Aim of the exercise :: What are the lines from the top of the entries through the one with "box: [238, 341, 249, 486]"? Write them out exactly, with no pictures.

Data supplied ::
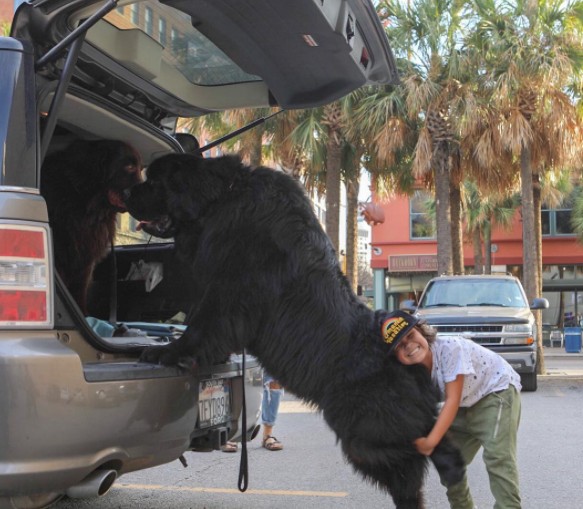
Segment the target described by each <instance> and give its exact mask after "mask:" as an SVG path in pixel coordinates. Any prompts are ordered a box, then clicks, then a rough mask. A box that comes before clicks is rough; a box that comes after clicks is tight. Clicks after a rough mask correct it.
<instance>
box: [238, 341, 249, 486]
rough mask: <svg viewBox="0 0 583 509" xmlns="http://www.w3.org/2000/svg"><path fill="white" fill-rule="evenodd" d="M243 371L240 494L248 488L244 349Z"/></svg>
mask: <svg viewBox="0 0 583 509" xmlns="http://www.w3.org/2000/svg"><path fill="white" fill-rule="evenodd" d="M241 367H242V369H243V376H242V379H241V381H242V383H243V387H242V389H243V390H242V396H241V403H242V407H243V408H242V410H241V412H242V415H241V426H242V428H243V430H242V431H243V432H242V433H241V461H240V463H239V491H240V492H241V493H243V492H245V491H246V490H247V487H248V486H249V460H248V457H247V403H246V401H245V349H243V361H242V363H241Z"/></svg>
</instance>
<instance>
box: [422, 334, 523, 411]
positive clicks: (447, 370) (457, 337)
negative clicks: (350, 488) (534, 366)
mask: <svg viewBox="0 0 583 509" xmlns="http://www.w3.org/2000/svg"><path fill="white" fill-rule="evenodd" d="M431 353H432V355H433V368H432V370H431V378H432V380H433V381H434V383H436V384H437V386H438V387H439V390H440V392H441V395H442V397H445V384H446V383H449V382H453V381H454V380H455V379H456V378H457V376H458V375H464V387H463V390H462V399H461V402H460V406H462V407H470V406H472V405H475V404H476V403H477V402H478V401H480V400H481V399H482V398H483V397H484V396H487V395H488V394H491V393H493V392H498V391H501V390H504V389H508V387H509V386H510V385H514V386H515V387H516V389H517V390H518V391H520V389H521V388H522V386H521V385H520V375H518V373H517V372H516V371H514V369H513V368H512V366H511V365H510V364H508V362H506V361H505V360H504V359H503V358H502V357H501V356H500V355H498V354H497V353H496V352H493V351H492V350H488V349H487V348H484V347H483V346H480V345H478V344H477V343H474V342H473V341H472V340H469V339H464V338H462V337H459V336H438V337H437V339H436V340H435V342H434V343H433V344H432V345H431Z"/></svg>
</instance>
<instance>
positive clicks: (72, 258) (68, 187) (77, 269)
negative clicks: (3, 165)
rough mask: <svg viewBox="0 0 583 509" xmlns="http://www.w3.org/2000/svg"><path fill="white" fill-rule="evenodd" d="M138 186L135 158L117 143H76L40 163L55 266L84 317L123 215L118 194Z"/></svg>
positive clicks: (133, 148)
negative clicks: (100, 265)
mask: <svg viewBox="0 0 583 509" xmlns="http://www.w3.org/2000/svg"><path fill="white" fill-rule="evenodd" d="M141 180H142V179H141V162H140V156H139V154H138V153H137V152H136V150H135V149H134V148H133V147H131V146H130V145H128V144H127V143H124V142H122V141H117V140H99V141H84V140H77V141H74V142H73V143H71V144H70V145H69V146H68V147H67V148H65V149H64V150H61V151H58V152H54V153H52V154H50V155H49V156H48V157H47V158H46V159H45V162H44V163H43V166H42V170H41V194H42V195H43V197H44V198H45V200H46V202H47V209H48V213H49V222H50V225H51V228H52V231H53V246H54V251H55V265H56V268H57V271H58V272H59V275H60V276H61V279H62V280H63V283H64V284H65V286H66V287H67V289H68V290H69V293H70V294H71V295H72V296H73V298H74V299H75V300H76V302H77V304H78V305H79V307H80V308H81V310H82V311H83V312H84V313H87V290H88V287H89V283H90V281H91V276H92V274H93V269H94V267H95V265H96V264H97V262H99V261H100V260H102V259H103V258H104V257H105V255H106V254H107V248H108V247H109V246H110V245H111V243H112V241H113V238H114V235H115V219H116V216H117V214H118V212H125V205H124V201H123V197H122V194H123V192H124V190H125V189H127V188H129V187H131V186H134V185H136V184H138V183H139V182H141Z"/></svg>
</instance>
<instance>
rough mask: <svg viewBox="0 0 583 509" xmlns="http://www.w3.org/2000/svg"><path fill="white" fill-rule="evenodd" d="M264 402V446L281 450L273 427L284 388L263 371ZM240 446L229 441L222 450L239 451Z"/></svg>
mask: <svg viewBox="0 0 583 509" xmlns="http://www.w3.org/2000/svg"><path fill="white" fill-rule="evenodd" d="M262 378H263V403H262V406H261V421H262V424H263V439H262V441H261V445H262V447H264V448H265V449H267V450H268V451H281V450H282V449H283V444H282V443H281V442H280V441H279V440H278V439H277V438H275V437H274V436H273V434H272V433H273V427H274V426H275V422H276V421H277V415H278V413H279V403H280V401H281V398H282V396H283V393H284V390H283V387H282V386H281V385H279V383H278V382H277V380H274V378H273V377H272V376H271V375H269V374H268V373H266V372H265V371H263V377H262ZM238 448H239V446H238V444H237V443H236V442H230V441H229V442H227V443H226V444H225V445H224V446H223V447H222V448H221V450H222V451H223V452H237V450H238Z"/></svg>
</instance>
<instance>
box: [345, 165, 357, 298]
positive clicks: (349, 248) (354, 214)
mask: <svg viewBox="0 0 583 509" xmlns="http://www.w3.org/2000/svg"><path fill="white" fill-rule="evenodd" d="M358 185H359V178H358V175H356V176H355V177H352V178H349V179H347V182H346V197H347V199H346V201H347V203H346V277H347V278H348V282H349V283H350V286H351V287H352V289H353V290H354V291H355V292H356V289H357V286H358Z"/></svg>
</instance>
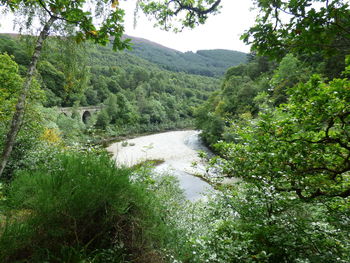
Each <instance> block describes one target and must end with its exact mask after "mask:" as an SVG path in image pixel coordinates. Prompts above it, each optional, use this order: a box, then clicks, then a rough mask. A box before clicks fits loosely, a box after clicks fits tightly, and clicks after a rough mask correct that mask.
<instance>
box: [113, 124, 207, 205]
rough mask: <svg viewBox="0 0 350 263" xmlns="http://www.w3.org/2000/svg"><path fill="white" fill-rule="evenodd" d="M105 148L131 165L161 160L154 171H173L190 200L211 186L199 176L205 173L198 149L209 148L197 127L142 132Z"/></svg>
mask: <svg viewBox="0 0 350 263" xmlns="http://www.w3.org/2000/svg"><path fill="white" fill-rule="evenodd" d="M107 150H108V151H109V152H110V153H112V155H113V157H112V158H113V159H114V160H115V161H116V162H117V164H119V165H126V166H134V165H137V164H138V163H142V162H144V161H146V160H163V161H164V162H163V163H162V164H159V165H158V166H156V167H155V171H156V172H157V173H171V174H173V175H175V176H176V177H177V178H178V179H179V182H180V187H181V188H182V189H183V190H184V191H185V194H186V196H187V198H188V199H190V200H196V199H198V198H200V197H201V193H202V192H205V191H206V190H207V189H213V188H212V187H211V186H210V184H208V183H207V182H205V181H204V180H202V179H201V178H200V176H198V175H200V174H202V173H205V166H204V164H203V163H202V159H201V158H200V157H199V155H198V151H199V150H201V151H205V152H209V150H208V149H207V148H206V147H205V146H204V145H203V144H202V142H201V140H200V138H199V131H195V130H182V131H170V132H163V133H157V134H152V135H147V136H141V137H137V138H133V139H129V140H125V141H122V142H117V143H113V144H111V145H110V146H109V147H107ZM194 175H196V176H194Z"/></svg>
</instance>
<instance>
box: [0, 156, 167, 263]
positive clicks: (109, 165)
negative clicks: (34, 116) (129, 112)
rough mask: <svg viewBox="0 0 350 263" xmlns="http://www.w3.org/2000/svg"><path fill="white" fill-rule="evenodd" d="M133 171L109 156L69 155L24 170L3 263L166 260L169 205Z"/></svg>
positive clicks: (18, 177)
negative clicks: (131, 181)
mask: <svg viewBox="0 0 350 263" xmlns="http://www.w3.org/2000/svg"><path fill="white" fill-rule="evenodd" d="M131 172H132V171H131V170H130V169H126V168H117V167H116V166H115V164H114V162H112V161H111V160H110V159H109V158H108V156H104V155H102V156H97V155H93V154H88V155H86V154H77V153H74V154H67V153H66V154H61V155H58V156H57V158H56V159H55V161H53V162H52V163H51V164H50V167H38V168H37V169H35V170H34V171H30V172H28V171H22V172H20V173H18V174H17V177H16V178H15V180H14V181H13V182H12V184H11V186H10V188H9V189H8V195H7V200H6V202H4V208H3V214H4V215H5V217H4V218H5V219H4V223H3V224H0V262H44V261H46V262H47V261H49V262H128V260H135V261H133V262H154V263H156V262H163V259H162V258H163V257H162V256H161V253H160V251H161V248H162V247H164V246H165V245H166V244H167V242H168V241H167V240H168V239H169V238H170V236H171V234H170V233H171V231H172V230H170V229H168V228H167V226H166V224H165V222H164V221H163V219H162V213H163V211H164V209H165V208H164V209H163V207H162V205H161V204H160V203H159V201H158V199H157V198H155V197H154V196H153V195H152V193H150V192H149V191H148V190H147V189H146V186H145V185H142V183H131V182H130V180H129V176H130V174H131ZM155 208H156V209H155ZM145 255H147V256H145Z"/></svg>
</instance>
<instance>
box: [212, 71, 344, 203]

Answer to the problem ::
Segment the target described by each <instance> and give its exact mask after "mask:" as an SVG path in pixel coordinates. Any prompts are ordered a box, then clicks, then a rough mask. A box that comes before clicks is rough; a box that comes after clicks is tight. Clicks after a rough mask correct it.
<instance>
box: [238, 341, 249, 486]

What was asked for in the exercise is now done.